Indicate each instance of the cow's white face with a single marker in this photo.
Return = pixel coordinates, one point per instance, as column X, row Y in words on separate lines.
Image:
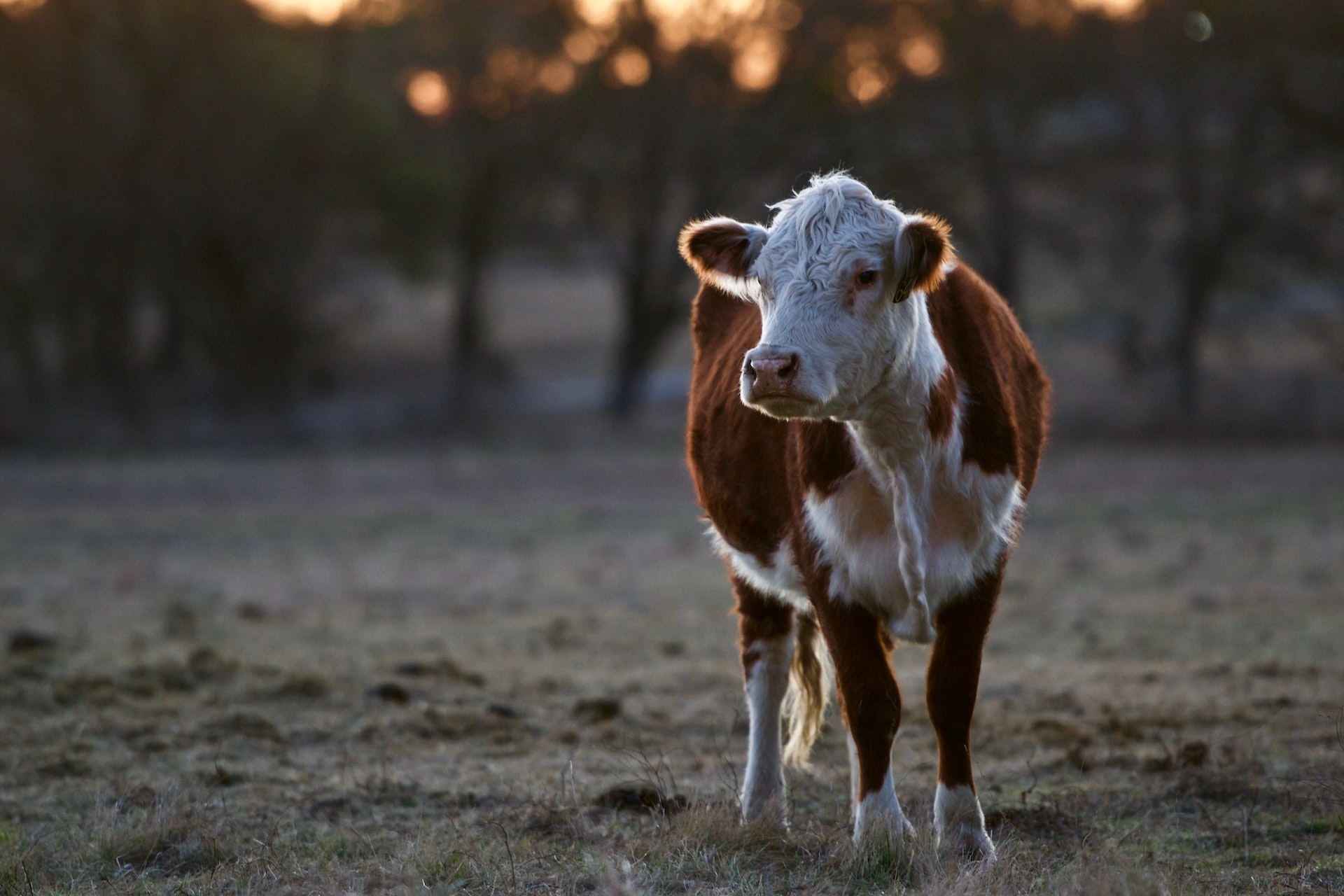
column 831, row 277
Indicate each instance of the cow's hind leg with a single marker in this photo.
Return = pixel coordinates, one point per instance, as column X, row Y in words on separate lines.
column 952, row 682
column 872, row 706
column 766, row 629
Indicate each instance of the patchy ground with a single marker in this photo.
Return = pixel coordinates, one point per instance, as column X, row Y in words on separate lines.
column 515, row 672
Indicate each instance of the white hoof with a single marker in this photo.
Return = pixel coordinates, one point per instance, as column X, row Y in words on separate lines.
column 961, row 824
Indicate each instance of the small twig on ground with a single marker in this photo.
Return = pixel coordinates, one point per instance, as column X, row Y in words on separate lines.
column 512, row 867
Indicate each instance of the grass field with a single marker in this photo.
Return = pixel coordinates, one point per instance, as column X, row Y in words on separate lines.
column 515, row 672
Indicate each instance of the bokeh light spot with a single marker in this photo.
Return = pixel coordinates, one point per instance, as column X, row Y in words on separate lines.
column 757, row 64
column 629, row 67
column 582, row 46
column 556, row 76
column 1116, row 10
column 428, row 94
column 1198, row 27
column 923, row 55
column 600, row 14
column 869, row 83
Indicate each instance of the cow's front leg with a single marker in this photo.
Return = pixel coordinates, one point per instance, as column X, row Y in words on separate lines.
column 870, row 703
column 953, row 679
column 766, row 629
column 910, row 517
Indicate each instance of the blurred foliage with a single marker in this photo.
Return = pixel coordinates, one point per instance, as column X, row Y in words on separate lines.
column 178, row 174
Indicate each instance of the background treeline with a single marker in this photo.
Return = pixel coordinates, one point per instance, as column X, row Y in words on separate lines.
column 181, row 181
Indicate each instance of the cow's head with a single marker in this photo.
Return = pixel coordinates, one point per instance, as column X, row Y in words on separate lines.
column 832, row 276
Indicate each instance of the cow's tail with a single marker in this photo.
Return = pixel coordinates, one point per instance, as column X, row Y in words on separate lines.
column 809, row 688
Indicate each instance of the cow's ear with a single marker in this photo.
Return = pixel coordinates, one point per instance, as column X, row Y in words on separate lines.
column 722, row 250
column 924, row 248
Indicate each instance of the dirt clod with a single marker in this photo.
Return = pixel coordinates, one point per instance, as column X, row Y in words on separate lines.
column 391, row 692
column 597, row 710
column 1193, row 754
column 27, row 641
column 641, row 797
column 442, row 668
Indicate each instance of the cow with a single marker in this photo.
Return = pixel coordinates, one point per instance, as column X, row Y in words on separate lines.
column 866, row 419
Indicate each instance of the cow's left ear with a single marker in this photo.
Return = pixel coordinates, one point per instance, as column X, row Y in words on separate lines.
column 722, row 250
column 924, row 248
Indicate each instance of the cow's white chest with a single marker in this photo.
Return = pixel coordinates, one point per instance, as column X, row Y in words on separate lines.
column 971, row 517
column 968, row 517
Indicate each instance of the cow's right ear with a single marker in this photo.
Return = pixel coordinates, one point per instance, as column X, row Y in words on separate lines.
column 721, row 250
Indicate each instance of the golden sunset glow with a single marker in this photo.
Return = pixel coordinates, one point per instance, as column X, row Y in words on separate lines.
column 320, row 11
column 1119, row 10
column 556, row 76
column 629, row 67
column 757, row 64
column 923, row 55
column 428, row 93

=======

WHAT YOU NEED TO DO ▸
Convert every item above into a two-column CSV with the headers item_text and answer. Give one row per item, put each field in double quotes with its line breaks replaced by spaces, and leave out the pictures.

FINISHED ANSWER ▸
item_text,answer
"Indicate each instance of the cow's white face with a single marker in this photo. Return = pixel coordinates, one point per instance, as column X, row Y in words on separate lines. Image:","column 831, row 277"
"Indicate each instance of the cow's hind leg with a single marker in this photo. Return = pixel coordinates, one point per instance, as column X, row Y in words on separate lines.","column 952, row 682 column 872, row 706 column 766, row 629"
"Indicate each instance of the patchy ground with a single marker in this photo. Return = pixel coordinates, one point per instance, as column X, row Y in words on separate lines.","column 515, row 672"
"Indicate each instance of the white hoof with a single marker in this photo. Return = pixel coordinates, one point per instance, as column X, row Y in words on separate lines.","column 961, row 824"
"Indicate each instance of the small twig on ground with a single marker in this photo. Return = pixel coordinates, one point per instance, as column X, row Y in words on separate lines.","column 512, row 867"
"Indicate each instance of the grass field with a single marker in this photo. Return = pixel coordinates, one point per instance, as column X, row Y in words on separate lines.","column 515, row 672"
"Indicate each instance of the bokeh light spot with a single marker in this photo. Return = pixel coordinates, one point per instance, as column X, row Y in words on separate lines.","column 757, row 64 column 629, row 67 column 582, row 46 column 556, row 76 column 1116, row 10 column 428, row 94 column 1198, row 27 column 923, row 55 column 600, row 14 column 869, row 83"
"Indicate each instance of the cow's front leg with a single marker in this photo. Return = pixel coordinates, one point per instance, as column X, row Y in words on separate lines.","column 870, row 703 column 953, row 679 column 766, row 629 column 910, row 517"
"Indicate each instance of the blurred foliage with a single marker in this photo. Return = pixel coordinates, one point per instance, as column X, row Y in words on separate lines.","column 178, row 174"
"Indicate each instance of the background treeline with a single marker in this photo. Return = pixel coordinates, one point per instance, as column X, row Y in words on separate lines.","column 181, row 181"
"Indicate each instance of the cow's head with a single marker in this photo. Return = pixel coordinates, one point per instance, as column X, row Y in words on separate lines.","column 832, row 276"
"Indicate each instance of the cow's tail with a single marker in this photo. Return = pixel coordinates, one point per instance, as column X, row Y in words on separate lines.","column 809, row 688"
"Indicate each instance of the cow's ear with a single marker in this photo. Return = pixel coordinates, one point per instance, as column X, row Y in words on separate lines.","column 722, row 250 column 924, row 248"
"Indicate each instance of the dirt clod with a single marker in this photo. Return = pixel coordinates, one point per instance, as column X, row Y in words on separate lines.","column 391, row 692 column 597, row 710 column 1193, row 754 column 27, row 641 column 641, row 797 column 442, row 668"
"Indicate each instance of the cow with a single marker in this photo. Return = pixel coordinates, one point per instance, as column X, row Y in words on separate lines.","column 866, row 419"
"Indicate each instance of the cow's left ear with a single marker in this photo. Return = pixel coordinates, one point per instance, as column X, row Y in words on separate lines.","column 722, row 250 column 924, row 248"
"Indicate each instance of the cow's white chest with a single marker in this photo. Return = pixel coordinates, one point per instance, as column X, row Y in words on separate lines.","column 971, row 517 column 968, row 517"
"Indicate each instance of the cow's right ear with a single marker in this photo. Return = pixel coordinates, one point per instance, as column X, row Y in words on separate lines.","column 721, row 250"
"Indicate each instance of the golden sunset glow with a single marker in this photo. Return = pixel coordinates, one point per instance, as column X, row Y in words on separate lines.","column 320, row 11 column 1119, row 10 column 556, row 76 column 629, row 67 column 757, row 64 column 923, row 55 column 428, row 93"